Location identification entries:

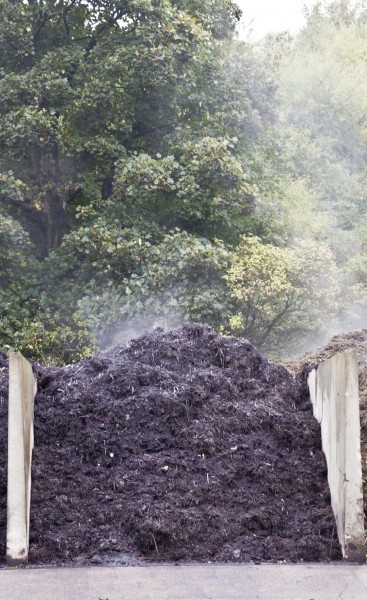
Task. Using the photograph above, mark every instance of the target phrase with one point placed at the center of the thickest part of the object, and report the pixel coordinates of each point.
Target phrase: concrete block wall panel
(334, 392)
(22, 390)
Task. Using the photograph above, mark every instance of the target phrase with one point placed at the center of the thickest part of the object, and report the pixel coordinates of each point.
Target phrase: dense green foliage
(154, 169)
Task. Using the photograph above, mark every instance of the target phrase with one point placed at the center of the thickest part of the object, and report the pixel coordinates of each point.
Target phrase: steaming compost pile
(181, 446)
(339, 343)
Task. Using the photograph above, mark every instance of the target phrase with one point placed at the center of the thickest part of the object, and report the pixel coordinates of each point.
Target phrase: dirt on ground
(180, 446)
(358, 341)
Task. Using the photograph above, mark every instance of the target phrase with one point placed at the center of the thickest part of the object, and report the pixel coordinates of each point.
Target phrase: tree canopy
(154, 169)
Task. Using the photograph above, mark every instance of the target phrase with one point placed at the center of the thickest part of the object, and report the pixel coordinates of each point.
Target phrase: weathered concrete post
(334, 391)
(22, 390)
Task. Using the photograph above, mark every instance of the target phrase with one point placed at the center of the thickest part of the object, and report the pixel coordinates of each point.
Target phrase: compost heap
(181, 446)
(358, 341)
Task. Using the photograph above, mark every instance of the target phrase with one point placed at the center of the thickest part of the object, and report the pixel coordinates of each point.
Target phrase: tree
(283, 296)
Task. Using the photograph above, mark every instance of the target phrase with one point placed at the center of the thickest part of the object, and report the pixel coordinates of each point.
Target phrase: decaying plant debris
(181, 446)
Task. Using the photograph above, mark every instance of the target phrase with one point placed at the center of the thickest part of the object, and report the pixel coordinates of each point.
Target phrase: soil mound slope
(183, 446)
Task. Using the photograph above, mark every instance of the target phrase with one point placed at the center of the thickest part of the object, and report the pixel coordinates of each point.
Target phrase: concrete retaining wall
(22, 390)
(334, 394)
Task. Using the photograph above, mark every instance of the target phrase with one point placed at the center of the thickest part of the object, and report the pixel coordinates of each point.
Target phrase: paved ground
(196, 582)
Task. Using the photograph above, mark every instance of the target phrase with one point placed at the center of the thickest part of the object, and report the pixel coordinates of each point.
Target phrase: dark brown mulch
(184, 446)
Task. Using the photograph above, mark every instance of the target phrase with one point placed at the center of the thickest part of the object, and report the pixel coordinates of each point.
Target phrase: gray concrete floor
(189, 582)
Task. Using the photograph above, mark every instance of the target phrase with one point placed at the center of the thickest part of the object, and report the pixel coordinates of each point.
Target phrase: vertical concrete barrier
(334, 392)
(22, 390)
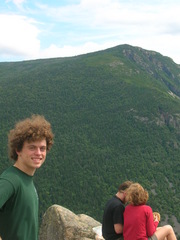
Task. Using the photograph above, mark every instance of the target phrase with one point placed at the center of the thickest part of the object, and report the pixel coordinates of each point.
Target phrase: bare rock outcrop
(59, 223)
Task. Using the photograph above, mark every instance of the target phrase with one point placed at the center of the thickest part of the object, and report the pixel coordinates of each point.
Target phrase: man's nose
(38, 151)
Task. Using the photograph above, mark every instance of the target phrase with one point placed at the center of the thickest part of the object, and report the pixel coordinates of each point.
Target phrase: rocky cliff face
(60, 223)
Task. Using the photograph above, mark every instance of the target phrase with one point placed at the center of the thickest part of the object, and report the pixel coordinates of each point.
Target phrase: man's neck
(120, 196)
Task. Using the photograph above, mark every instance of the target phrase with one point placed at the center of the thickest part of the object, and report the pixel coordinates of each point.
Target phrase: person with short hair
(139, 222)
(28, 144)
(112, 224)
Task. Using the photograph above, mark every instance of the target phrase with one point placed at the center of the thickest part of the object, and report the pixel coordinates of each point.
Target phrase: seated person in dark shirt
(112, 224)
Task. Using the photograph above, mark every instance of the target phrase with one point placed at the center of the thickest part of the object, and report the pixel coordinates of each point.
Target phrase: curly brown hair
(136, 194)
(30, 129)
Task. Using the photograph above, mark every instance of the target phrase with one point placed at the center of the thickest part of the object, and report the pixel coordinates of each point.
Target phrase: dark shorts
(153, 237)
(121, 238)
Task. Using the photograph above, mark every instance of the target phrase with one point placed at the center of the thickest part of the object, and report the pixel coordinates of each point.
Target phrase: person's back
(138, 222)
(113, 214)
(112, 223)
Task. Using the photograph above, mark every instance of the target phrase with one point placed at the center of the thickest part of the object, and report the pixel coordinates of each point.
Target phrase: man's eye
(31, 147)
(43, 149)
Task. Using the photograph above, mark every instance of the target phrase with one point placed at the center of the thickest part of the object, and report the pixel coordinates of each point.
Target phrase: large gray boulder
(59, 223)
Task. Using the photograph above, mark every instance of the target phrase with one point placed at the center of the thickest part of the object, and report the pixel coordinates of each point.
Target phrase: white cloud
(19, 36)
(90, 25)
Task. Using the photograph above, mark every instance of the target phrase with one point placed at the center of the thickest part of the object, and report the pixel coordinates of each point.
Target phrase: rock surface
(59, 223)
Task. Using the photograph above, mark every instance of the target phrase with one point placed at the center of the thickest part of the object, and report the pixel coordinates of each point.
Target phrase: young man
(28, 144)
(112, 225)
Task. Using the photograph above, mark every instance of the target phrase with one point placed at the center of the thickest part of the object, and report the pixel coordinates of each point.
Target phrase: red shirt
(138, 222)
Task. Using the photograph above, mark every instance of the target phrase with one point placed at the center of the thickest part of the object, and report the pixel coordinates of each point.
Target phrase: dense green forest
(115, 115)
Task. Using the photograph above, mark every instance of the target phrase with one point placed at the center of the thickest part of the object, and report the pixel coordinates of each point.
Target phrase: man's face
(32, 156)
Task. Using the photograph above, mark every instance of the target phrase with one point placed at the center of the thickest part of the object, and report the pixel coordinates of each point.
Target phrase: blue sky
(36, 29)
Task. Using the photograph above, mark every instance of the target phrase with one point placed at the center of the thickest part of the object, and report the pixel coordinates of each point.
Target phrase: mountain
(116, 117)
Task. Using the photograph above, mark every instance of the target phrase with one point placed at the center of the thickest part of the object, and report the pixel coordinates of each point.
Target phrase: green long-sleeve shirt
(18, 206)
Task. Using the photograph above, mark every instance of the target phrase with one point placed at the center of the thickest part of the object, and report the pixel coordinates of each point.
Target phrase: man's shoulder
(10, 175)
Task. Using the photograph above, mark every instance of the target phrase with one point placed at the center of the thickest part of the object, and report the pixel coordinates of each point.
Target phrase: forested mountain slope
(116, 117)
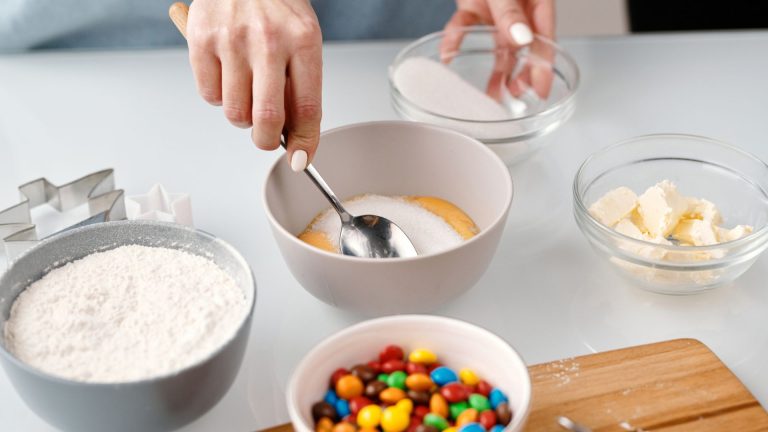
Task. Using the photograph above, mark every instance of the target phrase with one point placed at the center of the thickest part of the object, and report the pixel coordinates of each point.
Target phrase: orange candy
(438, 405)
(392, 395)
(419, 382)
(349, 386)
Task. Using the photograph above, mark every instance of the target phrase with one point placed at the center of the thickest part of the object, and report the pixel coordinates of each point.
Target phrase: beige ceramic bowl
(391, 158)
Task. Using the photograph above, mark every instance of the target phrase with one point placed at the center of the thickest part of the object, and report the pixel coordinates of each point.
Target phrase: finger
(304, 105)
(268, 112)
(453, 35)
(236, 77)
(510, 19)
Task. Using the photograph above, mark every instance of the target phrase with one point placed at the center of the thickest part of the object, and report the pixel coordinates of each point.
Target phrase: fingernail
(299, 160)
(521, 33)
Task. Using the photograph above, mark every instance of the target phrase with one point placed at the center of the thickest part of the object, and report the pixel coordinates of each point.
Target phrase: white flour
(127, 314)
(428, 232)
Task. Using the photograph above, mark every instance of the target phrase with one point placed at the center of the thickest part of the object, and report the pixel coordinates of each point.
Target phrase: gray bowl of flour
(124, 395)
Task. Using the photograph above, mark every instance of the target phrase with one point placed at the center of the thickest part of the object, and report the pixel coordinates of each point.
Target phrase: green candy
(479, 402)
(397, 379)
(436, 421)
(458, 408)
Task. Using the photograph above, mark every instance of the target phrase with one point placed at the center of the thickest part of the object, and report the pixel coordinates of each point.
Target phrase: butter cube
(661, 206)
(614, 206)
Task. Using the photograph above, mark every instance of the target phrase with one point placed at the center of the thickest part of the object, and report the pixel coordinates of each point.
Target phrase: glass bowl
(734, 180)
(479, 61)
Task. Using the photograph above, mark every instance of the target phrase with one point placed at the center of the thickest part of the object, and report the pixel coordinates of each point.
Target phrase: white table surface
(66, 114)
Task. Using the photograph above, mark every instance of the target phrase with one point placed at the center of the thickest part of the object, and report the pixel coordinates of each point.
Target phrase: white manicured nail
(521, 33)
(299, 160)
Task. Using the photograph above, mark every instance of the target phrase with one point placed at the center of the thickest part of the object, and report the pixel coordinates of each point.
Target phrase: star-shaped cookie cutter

GOAL: Pull out each line of the material above that contains the word "mountain", and copy those lines unchanged.

EXPECTED ANSWER:
Target phrase: mountain
Target phrase: forested mountain slope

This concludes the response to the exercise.